# BRIEF:
Write out every one of the records below verbatim, line for line.

# DATA:
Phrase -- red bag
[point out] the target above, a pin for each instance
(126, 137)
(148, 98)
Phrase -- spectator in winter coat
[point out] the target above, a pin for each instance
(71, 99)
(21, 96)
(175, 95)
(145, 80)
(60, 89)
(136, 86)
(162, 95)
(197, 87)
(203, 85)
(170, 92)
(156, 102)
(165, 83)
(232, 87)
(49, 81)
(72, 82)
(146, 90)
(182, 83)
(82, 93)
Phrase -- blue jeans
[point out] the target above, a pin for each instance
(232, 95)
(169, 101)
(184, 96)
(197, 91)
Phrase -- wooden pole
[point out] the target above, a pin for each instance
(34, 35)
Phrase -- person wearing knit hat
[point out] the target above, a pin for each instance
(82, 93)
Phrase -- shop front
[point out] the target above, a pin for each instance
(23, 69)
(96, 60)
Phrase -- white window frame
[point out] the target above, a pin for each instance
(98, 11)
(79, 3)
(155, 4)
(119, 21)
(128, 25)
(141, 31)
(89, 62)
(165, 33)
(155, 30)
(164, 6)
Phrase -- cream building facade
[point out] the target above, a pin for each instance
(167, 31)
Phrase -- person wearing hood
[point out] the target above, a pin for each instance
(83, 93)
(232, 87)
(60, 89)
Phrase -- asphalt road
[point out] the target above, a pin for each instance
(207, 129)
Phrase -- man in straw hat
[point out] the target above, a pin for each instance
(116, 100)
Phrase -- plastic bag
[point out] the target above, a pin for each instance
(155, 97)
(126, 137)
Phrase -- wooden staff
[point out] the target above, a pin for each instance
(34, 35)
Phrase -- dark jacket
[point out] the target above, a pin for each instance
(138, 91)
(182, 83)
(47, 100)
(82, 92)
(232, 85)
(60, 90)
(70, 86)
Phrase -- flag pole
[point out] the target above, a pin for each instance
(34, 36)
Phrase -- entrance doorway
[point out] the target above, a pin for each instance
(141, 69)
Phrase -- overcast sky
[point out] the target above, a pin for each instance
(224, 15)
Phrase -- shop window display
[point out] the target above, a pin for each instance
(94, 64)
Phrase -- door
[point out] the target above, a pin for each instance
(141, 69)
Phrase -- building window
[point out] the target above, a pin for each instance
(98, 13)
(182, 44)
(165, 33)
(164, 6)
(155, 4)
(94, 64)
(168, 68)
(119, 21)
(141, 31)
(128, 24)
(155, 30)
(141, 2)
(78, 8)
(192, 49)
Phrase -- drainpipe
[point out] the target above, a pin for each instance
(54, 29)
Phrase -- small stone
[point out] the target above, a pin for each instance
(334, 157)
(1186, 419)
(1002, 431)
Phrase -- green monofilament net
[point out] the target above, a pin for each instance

# CORRECT OUTPUT:
Phrase -- red bag
[point out] the target above, a pin for each instance
(126, 137)
(148, 98)
Phrase -- spectator in winter coat
[point out] the target above, a pin for each instance
(71, 99)
(21, 96)
(175, 95)
(145, 80)
(60, 89)
(136, 86)
(162, 95)
(197, 87)
(203, 85)
(170, 92)
(156, 102)
(165, 83)
(232, 87)
(49, 81)
(72, 82)
(146, 90)
(182, 83)
(82, 93)
Phrase -- blue jeans
[point out] the target above, a pin for each instance
(232, 95)
(169, 101)
(184, 96)
(197, 91)
Phrase -- wooden pole
[point out] the target above, a pin for each instance
(34, 35)
Phrase -- person wearing knit hat
[point out] the target above, a pin for each instance
(82, 93)
Phrase -- shop front
[point out] the target above, a pin for each instance
(23, 69)
(96, 60)
Phrase -- white window frame
[point out] the target above, a pin for each instance
(98, 11)
(79, 3)
(155, 4)
(119, 21)
(128, 25)
(141, 31)
(89, 62)
(165, 33)
(155, 30)
(164, 6)
Phrase -- cream building facade
[point out] the target above, a pin for each instance
(167, 31)
Phrase -- person wearing hood
[point out] the target above, a pin for each instance
(83, 93)
(232, 87)
(60, 89)
Phrase -- asphalt road
[point out] the target above, a pin for each instance
(207, 129)
Phrase -- man in straw hat
[point out] the target above, a pin for each instance
(116, 100)
Phrase -- plastic bag
[point out] the target above, a pin for each instance
(155, 97)
(126, 137)
Phrase -- wooden staff
[point out] the target above, a pin for each instance
(34, 35)
Phrase -- dark jacket
[point out] the target above, a pin for each instance
(138, 91)
(182, 83)
(47, 100)
(82, 92)
(232, 85)
(60, 90)
(70, 86)
Phrase -- flag pole
[point out] the target above, a pin for each instance
(34, 36)
Phrase -- entrance doorway
[point out] the target above, a pin for each instance
(141, 69)
Phrase -- overcast sky
[point out] the target above, a pin for each instance
(224, 15)
Phrase -- shop window display
[point out] the target above, a pin for each instance
(94, 64)
Phrase -- door
[point out] the target above, a pin for each instance
(141, 69)
Phrase -- building window
[point out] the target above, a pin for each instance
(98, 13)
(182, 44)
(165, 33)
(164, 6)
(155, 4)
(94, 64)
(168, 68)
(119, 21)
(141, 31)
(128, 24)
(155, 30)
(141, 2)
(78, 8)
(192, 49)
Phrase -- drainpipe
[point out] the target above, a pin for each instance
(54, 29)
Phrase -- small stone
[point out] the target above, a pin for each instance
(334, 157)
(1186, 419)
(1002, 431)
Phrase -- green monofilament net
[point out] the target above, a pin for each instance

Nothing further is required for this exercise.